§ **Passage**
====

Cyber Strategy Management – 1D. Review threat landscape (1/5)

Cybersecurity Strategy Management Framework

This article is part of the Cybersecurity Strategy Management Framework. The work on it is currently in progress. You can read more about the framework in this article.


The constantly evolving threat landscape makes it impractical for organizations to invest equally in all cybersecurity areas. The purpose of reviewing the threat landscape is to pinpoint the most significant risks to the organization and prioritize protection measures accordingly.


Identify key risk themes
Develop a strategic overview of the biggest threats with the potential to impact your mission-critical assets.
Prioritize cybersecurity domains
Prioritize cybersecurity domains according to your threat landscape to ensure efficient resource allocation. Focus on areas that yield the most value.


Business landscape
Summary of the business environment in which the company operates and its business model, including customer segments, products and services, sales, distribution and communication channels. Developed as part of “1b. Review internal factors” activity.
Technology landscape
Summary of IT operating model, IT architecture, an overview of key technologies used by the company and critical infrastructure components. Developed as part of “1b. Review internal factors” activity.
Security landscape
An outline of the security landscape featuring the organizational structure, operating model, and the key frameworks in use.

====

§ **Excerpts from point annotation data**
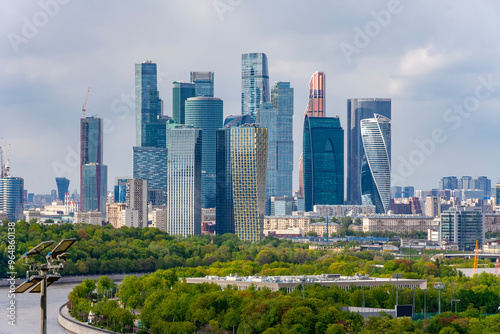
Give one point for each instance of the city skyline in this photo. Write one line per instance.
(425, 76)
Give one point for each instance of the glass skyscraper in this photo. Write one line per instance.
(357, 110)
(203, 83)
(12, 197)
(93, 173)
(62, 187)
(376, 167)
(181, 91)
(147, 104)
(241, 181)
(316, 107)
(254, 82)
(150, 163)
(184, 181)
(206, 113)
(282, 100)
(323, 161)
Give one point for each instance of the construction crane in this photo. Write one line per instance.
(476, 257)
(84, 108)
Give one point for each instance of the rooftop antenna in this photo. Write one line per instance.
(84, 108)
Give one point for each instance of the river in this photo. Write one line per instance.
(28, 310)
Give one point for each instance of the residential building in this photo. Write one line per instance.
(398, 224)
(62, 187)
(206, 113)
(181, 91)
(282, 100)
(184, 181)
(254, 83)
(323, 161)
(203, 83)
(241, 181)
(137, 199)
(464, 226)
(357, 110)
(12, 197)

====

§ **Things to do**
**A.** According to the threat landscape article, what is the purpose of reviewing the threat landscape?
**B.** Transcribe the part of the threat landscape article starting with "This article is" and going on through "protection measures accordingly.".

§ **Task solutions**
**A.** To pinpoint the most significant risks to the organization and prioritize protection measures accordingly.

**B.**
This article is part of the Cybersecurity Strategy Management Framework. The work on it is currently in progress. You can read more about the framework in this article.


The constantly evolving threat landscape makes it impractical for organizations to invest equally in all cybersecurity areas. The purpose of reviewing the threat landscape is to pinpoint the most significant risks to the organization and prioritize protection measures accordingly.